Collected data entries:
-----

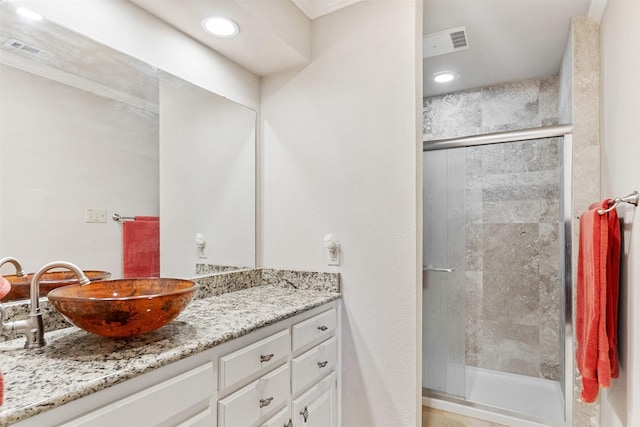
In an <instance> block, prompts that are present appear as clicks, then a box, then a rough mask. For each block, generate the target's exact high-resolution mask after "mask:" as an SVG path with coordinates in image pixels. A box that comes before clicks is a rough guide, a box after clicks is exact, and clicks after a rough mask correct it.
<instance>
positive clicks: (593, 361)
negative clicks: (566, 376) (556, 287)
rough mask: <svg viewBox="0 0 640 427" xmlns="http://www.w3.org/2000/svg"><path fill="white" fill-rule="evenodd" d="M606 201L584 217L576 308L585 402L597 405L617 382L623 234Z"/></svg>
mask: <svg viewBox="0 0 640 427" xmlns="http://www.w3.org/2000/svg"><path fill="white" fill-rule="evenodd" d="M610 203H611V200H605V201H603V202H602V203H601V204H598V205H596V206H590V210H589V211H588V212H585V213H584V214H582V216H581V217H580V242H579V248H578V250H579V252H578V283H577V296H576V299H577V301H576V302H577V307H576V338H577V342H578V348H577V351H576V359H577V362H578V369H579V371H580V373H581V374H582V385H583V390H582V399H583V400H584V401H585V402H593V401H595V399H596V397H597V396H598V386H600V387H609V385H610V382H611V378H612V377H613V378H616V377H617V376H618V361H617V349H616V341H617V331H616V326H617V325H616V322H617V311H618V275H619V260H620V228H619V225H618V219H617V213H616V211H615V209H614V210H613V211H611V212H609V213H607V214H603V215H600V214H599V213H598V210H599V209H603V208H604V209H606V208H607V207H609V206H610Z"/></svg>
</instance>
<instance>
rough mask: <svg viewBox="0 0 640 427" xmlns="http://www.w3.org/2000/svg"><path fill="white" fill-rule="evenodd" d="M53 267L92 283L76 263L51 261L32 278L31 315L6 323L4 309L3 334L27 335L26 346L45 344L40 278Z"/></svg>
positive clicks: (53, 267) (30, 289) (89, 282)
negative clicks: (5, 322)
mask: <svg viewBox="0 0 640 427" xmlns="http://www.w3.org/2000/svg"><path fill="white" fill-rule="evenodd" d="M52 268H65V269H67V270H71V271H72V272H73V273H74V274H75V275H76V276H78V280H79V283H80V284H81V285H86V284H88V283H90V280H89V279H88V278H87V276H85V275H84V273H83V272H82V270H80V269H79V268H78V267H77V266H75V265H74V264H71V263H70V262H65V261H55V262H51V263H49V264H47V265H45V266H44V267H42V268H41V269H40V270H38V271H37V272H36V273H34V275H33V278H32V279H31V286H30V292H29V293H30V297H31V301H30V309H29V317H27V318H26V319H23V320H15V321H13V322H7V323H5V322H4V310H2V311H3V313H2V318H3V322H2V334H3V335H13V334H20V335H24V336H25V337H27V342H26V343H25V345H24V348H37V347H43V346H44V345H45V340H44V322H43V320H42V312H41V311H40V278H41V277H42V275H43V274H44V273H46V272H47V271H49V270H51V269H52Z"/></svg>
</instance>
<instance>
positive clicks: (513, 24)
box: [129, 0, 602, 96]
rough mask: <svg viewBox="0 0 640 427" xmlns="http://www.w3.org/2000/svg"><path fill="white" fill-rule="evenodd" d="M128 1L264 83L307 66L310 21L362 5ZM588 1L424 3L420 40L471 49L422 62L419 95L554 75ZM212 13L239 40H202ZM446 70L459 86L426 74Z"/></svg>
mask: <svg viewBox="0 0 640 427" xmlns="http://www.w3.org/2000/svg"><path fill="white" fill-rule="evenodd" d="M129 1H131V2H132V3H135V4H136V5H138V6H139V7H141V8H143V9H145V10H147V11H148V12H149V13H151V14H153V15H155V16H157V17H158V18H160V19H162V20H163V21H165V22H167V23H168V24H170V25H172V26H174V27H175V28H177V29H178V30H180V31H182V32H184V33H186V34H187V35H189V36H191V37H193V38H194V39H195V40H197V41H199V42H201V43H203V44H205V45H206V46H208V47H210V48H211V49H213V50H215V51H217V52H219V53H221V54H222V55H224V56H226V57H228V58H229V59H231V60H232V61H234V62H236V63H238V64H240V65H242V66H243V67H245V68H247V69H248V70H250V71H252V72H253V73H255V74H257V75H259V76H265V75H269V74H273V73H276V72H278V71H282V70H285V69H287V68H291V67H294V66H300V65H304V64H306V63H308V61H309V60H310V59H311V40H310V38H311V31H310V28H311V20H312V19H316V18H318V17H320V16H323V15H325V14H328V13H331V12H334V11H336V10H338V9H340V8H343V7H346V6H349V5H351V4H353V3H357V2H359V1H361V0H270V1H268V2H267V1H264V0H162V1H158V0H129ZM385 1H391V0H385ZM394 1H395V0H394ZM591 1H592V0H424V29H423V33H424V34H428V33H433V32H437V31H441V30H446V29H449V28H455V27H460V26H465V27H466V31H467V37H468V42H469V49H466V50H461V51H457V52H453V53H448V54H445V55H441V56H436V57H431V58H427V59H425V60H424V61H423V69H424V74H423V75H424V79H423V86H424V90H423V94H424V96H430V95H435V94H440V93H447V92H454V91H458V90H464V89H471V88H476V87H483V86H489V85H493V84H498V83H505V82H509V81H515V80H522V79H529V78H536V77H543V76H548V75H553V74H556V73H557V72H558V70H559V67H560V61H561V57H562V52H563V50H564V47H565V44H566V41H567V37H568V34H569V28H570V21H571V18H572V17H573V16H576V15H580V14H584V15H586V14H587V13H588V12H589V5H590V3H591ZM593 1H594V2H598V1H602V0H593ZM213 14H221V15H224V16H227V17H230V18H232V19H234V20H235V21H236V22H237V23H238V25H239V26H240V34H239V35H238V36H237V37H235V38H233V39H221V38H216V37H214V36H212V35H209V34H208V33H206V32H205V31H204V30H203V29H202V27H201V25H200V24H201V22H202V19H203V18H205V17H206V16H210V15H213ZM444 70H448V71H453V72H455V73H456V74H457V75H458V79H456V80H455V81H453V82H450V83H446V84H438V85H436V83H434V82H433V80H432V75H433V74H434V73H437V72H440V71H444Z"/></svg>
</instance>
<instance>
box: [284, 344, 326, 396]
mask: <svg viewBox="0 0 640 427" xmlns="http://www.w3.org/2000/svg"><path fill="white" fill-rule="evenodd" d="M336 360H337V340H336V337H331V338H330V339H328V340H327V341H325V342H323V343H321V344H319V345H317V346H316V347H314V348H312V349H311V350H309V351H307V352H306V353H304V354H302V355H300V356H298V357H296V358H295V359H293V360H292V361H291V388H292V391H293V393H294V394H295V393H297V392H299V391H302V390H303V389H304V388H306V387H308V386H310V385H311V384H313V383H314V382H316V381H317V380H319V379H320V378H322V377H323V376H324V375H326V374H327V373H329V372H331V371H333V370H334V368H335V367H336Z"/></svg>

-----

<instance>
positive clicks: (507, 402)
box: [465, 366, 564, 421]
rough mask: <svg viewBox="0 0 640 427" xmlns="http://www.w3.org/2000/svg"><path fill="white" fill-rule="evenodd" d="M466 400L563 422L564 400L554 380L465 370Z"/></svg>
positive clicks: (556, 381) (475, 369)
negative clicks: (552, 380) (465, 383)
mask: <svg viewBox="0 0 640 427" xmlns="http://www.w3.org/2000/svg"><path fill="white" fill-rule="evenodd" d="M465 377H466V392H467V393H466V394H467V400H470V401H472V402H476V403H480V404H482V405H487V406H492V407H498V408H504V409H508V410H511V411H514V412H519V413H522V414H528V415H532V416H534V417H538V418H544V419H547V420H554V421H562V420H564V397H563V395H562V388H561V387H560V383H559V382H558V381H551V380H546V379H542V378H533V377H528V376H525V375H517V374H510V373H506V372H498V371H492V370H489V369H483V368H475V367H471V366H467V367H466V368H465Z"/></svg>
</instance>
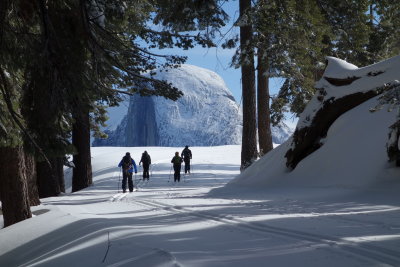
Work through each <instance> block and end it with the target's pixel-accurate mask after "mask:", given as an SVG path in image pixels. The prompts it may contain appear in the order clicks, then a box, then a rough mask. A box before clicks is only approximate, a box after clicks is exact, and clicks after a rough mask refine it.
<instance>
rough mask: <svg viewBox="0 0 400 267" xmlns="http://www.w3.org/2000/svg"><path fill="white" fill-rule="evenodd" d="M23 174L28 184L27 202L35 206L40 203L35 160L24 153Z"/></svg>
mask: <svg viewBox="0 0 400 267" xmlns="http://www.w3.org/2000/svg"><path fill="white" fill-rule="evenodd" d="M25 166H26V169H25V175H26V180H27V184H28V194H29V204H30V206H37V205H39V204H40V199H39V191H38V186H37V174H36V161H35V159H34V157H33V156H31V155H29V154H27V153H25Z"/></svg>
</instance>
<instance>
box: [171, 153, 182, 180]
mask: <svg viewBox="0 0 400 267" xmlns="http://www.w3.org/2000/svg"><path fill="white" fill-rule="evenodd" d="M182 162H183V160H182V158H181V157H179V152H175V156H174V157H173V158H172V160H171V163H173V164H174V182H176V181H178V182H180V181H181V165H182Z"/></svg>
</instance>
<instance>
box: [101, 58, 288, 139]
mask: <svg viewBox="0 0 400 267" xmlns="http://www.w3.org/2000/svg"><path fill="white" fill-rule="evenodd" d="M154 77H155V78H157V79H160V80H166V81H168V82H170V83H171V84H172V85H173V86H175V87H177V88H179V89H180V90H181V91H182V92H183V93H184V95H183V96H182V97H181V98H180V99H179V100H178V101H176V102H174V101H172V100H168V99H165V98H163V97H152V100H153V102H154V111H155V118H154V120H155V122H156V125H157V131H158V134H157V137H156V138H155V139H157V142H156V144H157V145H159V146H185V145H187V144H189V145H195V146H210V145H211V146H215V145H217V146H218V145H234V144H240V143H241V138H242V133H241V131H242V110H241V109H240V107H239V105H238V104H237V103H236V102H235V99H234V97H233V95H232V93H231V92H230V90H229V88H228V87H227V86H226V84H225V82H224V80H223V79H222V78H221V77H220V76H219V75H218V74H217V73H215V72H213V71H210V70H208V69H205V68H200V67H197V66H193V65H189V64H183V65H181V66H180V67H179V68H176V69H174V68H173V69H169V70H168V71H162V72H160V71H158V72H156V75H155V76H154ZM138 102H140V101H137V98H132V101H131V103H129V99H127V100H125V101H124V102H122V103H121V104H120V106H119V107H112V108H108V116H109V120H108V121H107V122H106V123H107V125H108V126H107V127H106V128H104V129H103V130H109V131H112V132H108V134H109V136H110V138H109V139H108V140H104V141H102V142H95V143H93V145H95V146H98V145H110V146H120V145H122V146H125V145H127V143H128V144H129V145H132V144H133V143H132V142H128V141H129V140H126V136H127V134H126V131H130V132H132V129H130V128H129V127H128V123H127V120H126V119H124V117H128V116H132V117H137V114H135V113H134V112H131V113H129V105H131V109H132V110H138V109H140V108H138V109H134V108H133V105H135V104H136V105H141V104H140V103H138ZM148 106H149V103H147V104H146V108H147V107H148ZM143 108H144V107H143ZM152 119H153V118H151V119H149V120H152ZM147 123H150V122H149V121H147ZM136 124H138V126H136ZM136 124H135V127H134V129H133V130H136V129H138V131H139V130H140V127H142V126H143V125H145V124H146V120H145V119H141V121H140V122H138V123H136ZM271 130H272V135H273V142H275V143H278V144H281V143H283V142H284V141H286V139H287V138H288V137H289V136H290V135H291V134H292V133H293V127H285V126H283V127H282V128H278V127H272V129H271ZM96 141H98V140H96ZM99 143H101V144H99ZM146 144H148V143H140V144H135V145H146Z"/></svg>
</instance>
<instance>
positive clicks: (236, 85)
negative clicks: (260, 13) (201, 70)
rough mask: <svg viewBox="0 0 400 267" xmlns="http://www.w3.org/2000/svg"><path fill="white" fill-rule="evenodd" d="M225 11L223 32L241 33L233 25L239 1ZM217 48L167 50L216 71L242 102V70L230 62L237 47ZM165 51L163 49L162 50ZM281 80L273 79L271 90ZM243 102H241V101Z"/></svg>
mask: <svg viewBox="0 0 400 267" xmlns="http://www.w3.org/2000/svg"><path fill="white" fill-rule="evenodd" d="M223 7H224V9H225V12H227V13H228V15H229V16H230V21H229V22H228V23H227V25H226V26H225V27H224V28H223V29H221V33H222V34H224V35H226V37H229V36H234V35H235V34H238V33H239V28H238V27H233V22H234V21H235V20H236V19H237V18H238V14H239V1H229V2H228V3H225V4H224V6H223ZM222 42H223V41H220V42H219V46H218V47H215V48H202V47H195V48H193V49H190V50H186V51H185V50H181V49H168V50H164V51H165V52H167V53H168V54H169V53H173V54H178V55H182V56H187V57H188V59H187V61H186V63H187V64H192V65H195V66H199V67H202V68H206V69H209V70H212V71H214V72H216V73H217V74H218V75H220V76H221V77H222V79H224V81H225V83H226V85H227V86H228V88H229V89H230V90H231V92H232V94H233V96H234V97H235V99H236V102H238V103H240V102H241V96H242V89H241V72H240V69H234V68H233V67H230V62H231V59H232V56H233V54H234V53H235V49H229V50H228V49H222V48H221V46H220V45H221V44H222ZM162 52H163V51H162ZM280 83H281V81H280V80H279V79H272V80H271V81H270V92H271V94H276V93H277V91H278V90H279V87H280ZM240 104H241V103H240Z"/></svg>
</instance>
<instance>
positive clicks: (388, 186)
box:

-----

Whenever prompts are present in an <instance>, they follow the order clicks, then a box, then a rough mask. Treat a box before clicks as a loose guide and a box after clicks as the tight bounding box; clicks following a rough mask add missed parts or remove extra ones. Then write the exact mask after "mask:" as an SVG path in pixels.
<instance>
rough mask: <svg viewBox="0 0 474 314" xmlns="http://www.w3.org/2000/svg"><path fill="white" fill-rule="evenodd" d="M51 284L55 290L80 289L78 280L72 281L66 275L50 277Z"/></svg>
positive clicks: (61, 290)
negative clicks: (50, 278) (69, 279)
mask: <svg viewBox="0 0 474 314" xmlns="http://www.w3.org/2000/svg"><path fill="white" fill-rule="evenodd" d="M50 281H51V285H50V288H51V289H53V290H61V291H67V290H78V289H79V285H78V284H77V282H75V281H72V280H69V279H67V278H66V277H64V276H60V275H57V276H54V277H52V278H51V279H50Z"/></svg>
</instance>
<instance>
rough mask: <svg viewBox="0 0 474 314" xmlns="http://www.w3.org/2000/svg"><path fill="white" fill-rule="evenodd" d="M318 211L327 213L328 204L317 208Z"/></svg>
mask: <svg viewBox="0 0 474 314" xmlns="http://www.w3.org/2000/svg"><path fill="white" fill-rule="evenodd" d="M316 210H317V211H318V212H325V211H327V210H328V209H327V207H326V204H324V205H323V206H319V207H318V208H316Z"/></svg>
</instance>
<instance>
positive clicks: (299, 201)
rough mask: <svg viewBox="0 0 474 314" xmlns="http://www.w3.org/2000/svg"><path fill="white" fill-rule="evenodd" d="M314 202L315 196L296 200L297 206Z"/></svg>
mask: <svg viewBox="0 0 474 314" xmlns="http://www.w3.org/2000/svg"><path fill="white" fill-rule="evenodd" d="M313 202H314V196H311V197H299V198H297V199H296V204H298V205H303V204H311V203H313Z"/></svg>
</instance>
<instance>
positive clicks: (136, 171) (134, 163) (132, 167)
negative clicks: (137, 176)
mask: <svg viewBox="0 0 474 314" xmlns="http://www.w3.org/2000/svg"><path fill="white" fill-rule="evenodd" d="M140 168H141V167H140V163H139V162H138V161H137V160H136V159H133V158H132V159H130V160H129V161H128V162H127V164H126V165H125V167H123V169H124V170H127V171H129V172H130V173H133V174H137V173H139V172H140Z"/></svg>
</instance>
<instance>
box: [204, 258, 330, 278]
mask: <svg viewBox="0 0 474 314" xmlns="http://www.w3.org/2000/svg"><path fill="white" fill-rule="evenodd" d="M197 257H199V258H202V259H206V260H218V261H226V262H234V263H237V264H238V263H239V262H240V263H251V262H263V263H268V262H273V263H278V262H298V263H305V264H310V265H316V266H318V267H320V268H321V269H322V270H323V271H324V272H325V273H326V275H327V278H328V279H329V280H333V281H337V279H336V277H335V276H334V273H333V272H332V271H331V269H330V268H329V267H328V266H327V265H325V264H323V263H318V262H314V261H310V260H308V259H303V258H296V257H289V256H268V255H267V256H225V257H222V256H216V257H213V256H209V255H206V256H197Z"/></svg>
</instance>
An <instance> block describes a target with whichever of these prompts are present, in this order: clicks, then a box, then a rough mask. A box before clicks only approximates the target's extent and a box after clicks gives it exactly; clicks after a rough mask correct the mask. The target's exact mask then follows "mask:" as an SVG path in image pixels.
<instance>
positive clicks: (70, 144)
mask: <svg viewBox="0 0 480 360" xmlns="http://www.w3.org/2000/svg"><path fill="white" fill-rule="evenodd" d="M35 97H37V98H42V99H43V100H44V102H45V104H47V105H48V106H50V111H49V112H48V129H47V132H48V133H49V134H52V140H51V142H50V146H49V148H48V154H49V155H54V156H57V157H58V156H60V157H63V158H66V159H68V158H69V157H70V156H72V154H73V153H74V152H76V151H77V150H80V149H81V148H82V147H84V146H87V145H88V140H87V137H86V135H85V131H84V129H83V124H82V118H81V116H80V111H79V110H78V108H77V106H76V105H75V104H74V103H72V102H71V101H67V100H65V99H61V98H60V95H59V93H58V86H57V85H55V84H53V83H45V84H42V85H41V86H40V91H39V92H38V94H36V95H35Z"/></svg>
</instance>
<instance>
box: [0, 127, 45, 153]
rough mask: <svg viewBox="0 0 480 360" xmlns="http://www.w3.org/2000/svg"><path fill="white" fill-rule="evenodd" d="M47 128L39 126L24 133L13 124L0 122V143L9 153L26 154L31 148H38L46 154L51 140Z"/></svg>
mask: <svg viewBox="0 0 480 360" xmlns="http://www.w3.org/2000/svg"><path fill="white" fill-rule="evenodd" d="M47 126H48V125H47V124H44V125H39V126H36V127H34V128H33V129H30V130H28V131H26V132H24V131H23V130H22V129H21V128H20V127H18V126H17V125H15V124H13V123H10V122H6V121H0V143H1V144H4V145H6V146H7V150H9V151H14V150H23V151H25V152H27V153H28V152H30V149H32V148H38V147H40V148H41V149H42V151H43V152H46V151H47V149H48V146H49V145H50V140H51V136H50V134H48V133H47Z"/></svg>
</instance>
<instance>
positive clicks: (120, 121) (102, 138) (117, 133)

-----

== WHAT YOU NEED TO DO ==
Reproduce the material from the line with "400L563 422L564 400L554" to the line with "positive clicks: (556, 381) (475, 369)", swapping "positive clicks" for "foreground clicks" and leaving everything else untouched. Return only those lines.

== EXERCISE OUTPUT ==
rough mask: <svg viewBox="0 0 640 427" xmlns="http://www.w3.org/2000/svg"><path fill="white" fill-rule="evenodd" d="M466 400L563 422L564 400L554 380L465 370Z"/></svg>
foreground clicks: (556, 381) (475, 369)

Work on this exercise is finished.